» Supplied records:
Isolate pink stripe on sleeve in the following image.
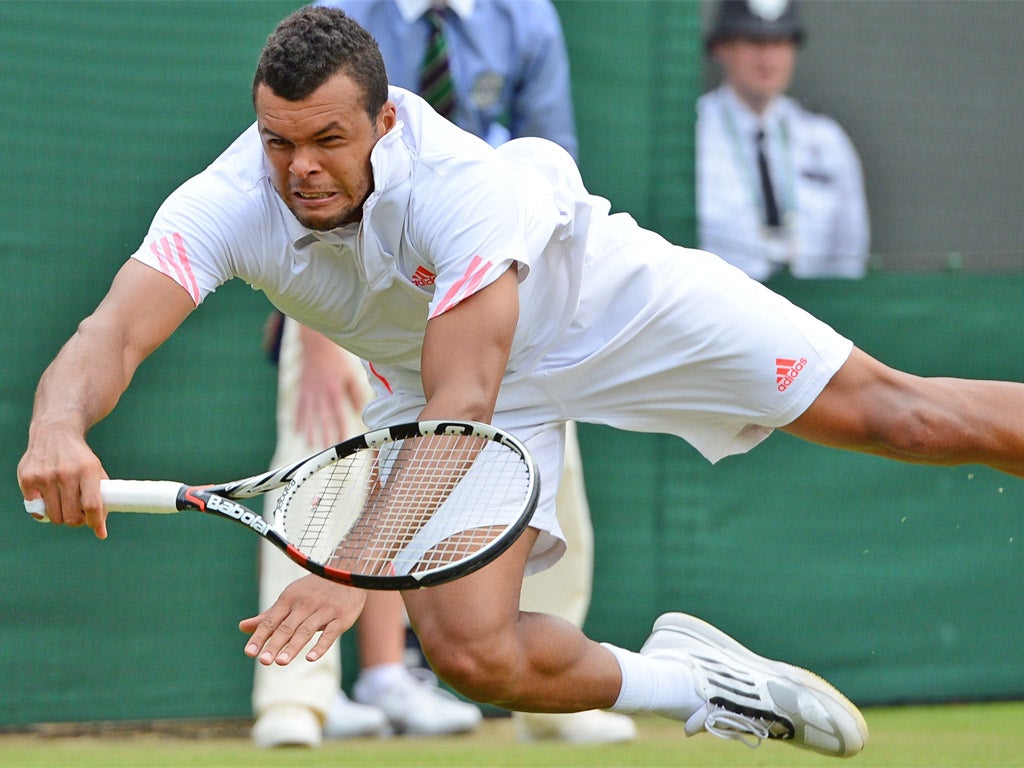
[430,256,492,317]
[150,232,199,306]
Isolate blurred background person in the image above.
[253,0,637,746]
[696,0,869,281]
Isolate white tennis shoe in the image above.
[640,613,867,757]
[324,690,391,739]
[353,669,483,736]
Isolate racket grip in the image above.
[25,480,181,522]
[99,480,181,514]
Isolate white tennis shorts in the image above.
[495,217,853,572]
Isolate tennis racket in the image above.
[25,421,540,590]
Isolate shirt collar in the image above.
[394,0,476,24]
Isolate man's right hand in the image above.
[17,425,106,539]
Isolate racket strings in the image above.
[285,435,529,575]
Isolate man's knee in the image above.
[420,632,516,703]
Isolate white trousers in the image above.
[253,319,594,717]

==

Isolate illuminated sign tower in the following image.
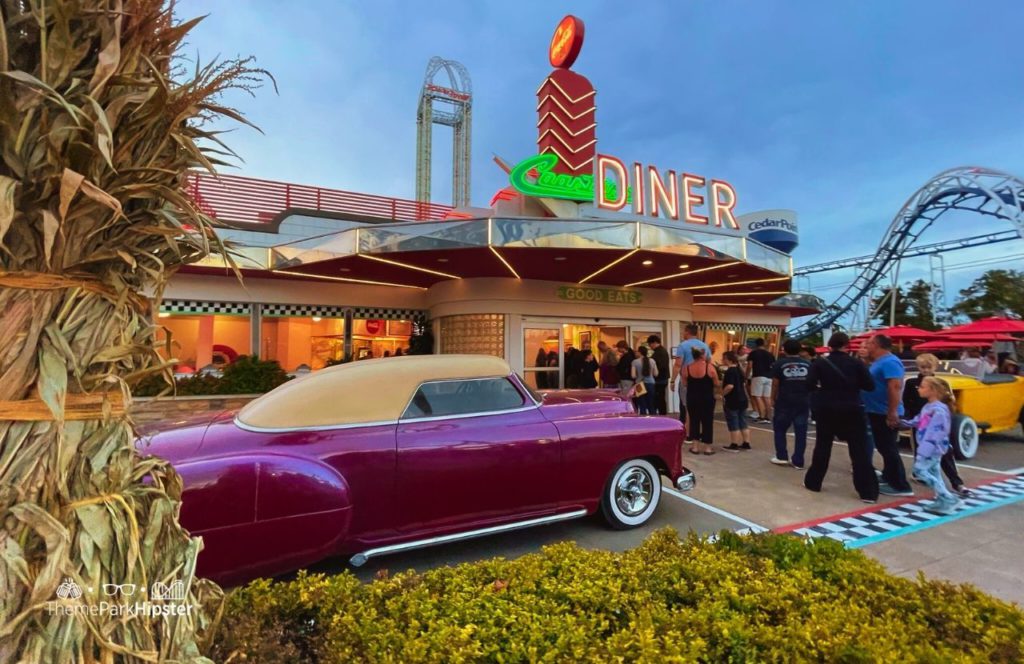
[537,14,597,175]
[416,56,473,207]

» Task objective: Can you reproduce word for word the lines between the one containing "Isolate racket grip in the image above." and the one containing "[253,319,594,717]", inclusive?

» Result:
Isolate racket grip in the image above.
[25,480,181,522]
[99,480,181,514]
Isolate white tennis shorts in the image above.
[495,217,853,572]
Isolate tennis racket in the image above.
[25,421,540,590]
Isolate shirt collar in the image above.
[394,0,476,24]
Isolate man's right hand in the image above.
[17,425,106,539]
Isolate racket strings in the image above.
[285,435,529,575]
Isolate man's knee in the image above.
[420,632,516,703]
Isolate white trousers in the image above.
[253,319,594,717]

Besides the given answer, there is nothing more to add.